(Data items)
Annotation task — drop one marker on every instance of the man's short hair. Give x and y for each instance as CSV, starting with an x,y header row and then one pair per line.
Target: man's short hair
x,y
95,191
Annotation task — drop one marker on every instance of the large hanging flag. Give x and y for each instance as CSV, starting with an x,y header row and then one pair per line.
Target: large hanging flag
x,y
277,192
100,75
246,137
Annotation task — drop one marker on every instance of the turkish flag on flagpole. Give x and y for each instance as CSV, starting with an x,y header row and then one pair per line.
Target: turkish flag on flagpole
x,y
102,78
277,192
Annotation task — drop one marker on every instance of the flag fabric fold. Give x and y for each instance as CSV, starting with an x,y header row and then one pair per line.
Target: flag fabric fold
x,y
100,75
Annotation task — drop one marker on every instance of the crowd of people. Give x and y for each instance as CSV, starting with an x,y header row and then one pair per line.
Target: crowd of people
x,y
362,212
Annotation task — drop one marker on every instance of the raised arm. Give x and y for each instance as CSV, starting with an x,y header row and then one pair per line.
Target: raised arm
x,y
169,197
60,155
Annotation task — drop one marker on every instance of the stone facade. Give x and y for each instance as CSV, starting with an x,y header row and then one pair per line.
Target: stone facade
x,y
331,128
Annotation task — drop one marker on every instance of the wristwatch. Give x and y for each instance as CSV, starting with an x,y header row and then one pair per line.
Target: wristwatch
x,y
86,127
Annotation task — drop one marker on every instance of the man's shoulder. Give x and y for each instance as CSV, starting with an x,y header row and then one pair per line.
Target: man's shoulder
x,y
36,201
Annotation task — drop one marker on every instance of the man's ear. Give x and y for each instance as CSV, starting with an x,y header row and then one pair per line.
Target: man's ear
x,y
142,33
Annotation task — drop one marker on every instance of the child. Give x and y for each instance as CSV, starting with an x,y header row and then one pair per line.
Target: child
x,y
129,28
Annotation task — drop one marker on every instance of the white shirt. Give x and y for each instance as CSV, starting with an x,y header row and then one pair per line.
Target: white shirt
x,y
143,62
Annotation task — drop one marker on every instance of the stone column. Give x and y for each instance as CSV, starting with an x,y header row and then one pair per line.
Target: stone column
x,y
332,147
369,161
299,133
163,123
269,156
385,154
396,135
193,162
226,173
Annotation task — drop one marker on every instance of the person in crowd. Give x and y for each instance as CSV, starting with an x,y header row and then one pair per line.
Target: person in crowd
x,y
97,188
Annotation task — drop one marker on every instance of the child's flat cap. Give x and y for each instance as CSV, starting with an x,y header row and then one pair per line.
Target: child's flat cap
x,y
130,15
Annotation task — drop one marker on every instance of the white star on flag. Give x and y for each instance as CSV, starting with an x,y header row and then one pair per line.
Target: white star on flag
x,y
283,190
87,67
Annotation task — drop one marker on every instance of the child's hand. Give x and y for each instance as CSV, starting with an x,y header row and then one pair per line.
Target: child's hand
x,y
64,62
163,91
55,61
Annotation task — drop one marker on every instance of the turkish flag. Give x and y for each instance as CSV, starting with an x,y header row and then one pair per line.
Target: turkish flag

- Activity -
Every line of the data should be copied exactly.

- Written solution -
Annotation task — drop one marker on every instance of the man's short hair. Give x and y for each instance as CSV, starting with an x,y header row and then one pair per line.
Target: man's short hair
x,y
95,191
Annotation task — drop one marker on every instance of the large hanging flag. Give x and y for each instance as CSV, starting with an x,y header row and then one pair per line.
Target: large hanging flag
x,y
277,192
100,75
246,137
Annotation task — drop one marker on every instance of the turkish flag on flagpole. Give x and y for each instance as CSV, starting with an x,y header row and then one pair per line.
Target: turkish flag on flagpole
x,y
102,78
277,192
Annotation task — drop one marker on every instance of the flag fabric fold. Give x and y for each instance as CSV, starting with an x,y header row and then one pair per line.
Target: flag fabric fold
x,y
100,75
Annotation task — drop one marker on every instance of the crowd of people. Give x and y for each instance as CSV, starting with an x,y header row and then one pair per line.
Target: crowd of people
x,y
362,212
Annotation task — drop one marker on every instance of the raised arm. Give x and y for each instance as CSV, starting with an x,y header row and then one pair per line.
Target: raised arm
x,y
169,197
60,155
Annotation task — drop one marker on every instance of the stone facade. Give x and y for each instance as CSV, starting with an x,y header row and then one pair per line.
Target: stone facade
x,y
331,128
Annotation task — drop one marker on every instance of the wristwatch. Give x and y for each instance as CSV, starting with an x,y header row and then one pair per line.
Target: wristwatch
x,y
86,127
Annotation task — drop one marker on every instance of the man's shoulder. Give x and y for each instance as CSV, starting with an x,y header row and then one pair per line.
Target: man's shoulder
x,y
36,201
Annotation task — drop one marker on every instance of the man's ear. Give x and y for each instance as CSV, starting with an x,y header row and then one pair per line.
Target: man's ear
x,y
142,33
Annotation task — drop one marker on every instance of the child. Give x and y for each instance as CSV, starting with an x,y header row and then one pair per line.
Target: child
x,y
129,28
Annotation task — drop one marker on every instance of the white shirt. Give x and y for each instance as CSV, starting with an x,y header row and then one pair per line.
Target: white shirt
x,y
143,62
Annotation task — drop one marker on every instance of the stone column. Give x and y for each instance as CSV, starting with an x,y header row and then one pair per line.
Target: stone column
x,y
332,147
369,161
299,133
163,123
269,156
385,154
396,135
193,162
226,173
Annotation task — drop one marker on every instance of the person in crowd. Give x and y for each instance as CSV, starting with an x,y header row and then one pair per line.
Target: person in crowd
x,y
97,188
Annotation task — drop one marker on every instance of the child's flat cap. Give x and y for each instance as CSV, starting with an x,y header row and then one pair per line.
Target: child's flat cap
x,y
130,15
Annotation task — drop one marker on every instance of the white star on flag. Give x and y for each instance as CSV, starting with an x,y header row and then one pair per line.
Target: white star on flag
x,y
283,190
87,67
Annotation task — drop one marker on every instance of the child's hand. Give x and y for each instance as CSV, starting with an x,y header row and then one pair per line.
Target: child's hand
x,y
64,62
163,91
55,61
Annotation task — drop one marker on every instance of the turkish flag. Give x and y for each instance as CSV, starting with an x,y header row and then one pair per line.
Target: turkish flag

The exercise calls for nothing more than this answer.